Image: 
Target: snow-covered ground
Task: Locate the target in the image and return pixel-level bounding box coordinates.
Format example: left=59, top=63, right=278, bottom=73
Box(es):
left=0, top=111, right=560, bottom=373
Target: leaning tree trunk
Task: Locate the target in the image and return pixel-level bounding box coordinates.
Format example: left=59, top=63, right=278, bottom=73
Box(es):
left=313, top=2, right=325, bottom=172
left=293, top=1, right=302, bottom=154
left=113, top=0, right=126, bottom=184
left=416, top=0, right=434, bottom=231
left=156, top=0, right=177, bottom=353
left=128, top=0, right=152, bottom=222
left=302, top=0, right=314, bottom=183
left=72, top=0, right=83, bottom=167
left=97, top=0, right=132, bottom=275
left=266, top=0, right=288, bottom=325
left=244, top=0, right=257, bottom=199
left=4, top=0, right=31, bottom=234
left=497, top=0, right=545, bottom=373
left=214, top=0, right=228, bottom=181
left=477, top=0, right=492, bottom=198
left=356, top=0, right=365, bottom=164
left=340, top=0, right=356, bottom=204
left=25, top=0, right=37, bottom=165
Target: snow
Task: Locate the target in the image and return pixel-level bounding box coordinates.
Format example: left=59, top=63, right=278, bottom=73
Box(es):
========
> [What you have to do]:
Reproduce the entire listing above line for line, with no changes or omissions.

> [Answer in full]:
Image: 
Target: snow-covered ground
Task: Locate the target in the image and return pixel-level bounding box coordinates.
Format example: left=59, top=63, right=278, bottom=73
Box(es):
left=0, top=111, right=560, bottom=373
Target: leaning tree trunk
Task: Locate the target in the image and return pixel-level bounding box coordinates.
Format example: left=59, top=63, right=278, bottom=73
Box(es):
left=313, top=2, right=325, bottom=172
left=293, top=1, right=302, bottom=154
left=113, top=0, right=126, bottom=184
left=416, top=0, right=434, bottom=231
left=156, top=0, right=177, bottom=353
left=128, top=0, right=152, bottom=222
left=302, top=0, right=314, bottom=183
left=72, top=0, right=83, bottom=167
left=97, top=0, right=132, bottom=275
left=266, top=0, right=288, bottom=325
left=244, top=0, right=257, bottom=199
left=4, top=0, right=31, bottom=234
left=497, top=0, right=545, bottom=373
left=214, top=0, right=228, bottom=181
left=477, top=0, right=492, bottom=198
left=356, top=0, right=365, bottom=164
left=340, top=0, right=356, bottom=204
left=25, top=0, right=37, bottom=165
Target: snow
Task: Locate the target in the image and return pixel-level bounding box coordinates.
Format example: left=59, top=63, right=278, bottom=73
Box(es):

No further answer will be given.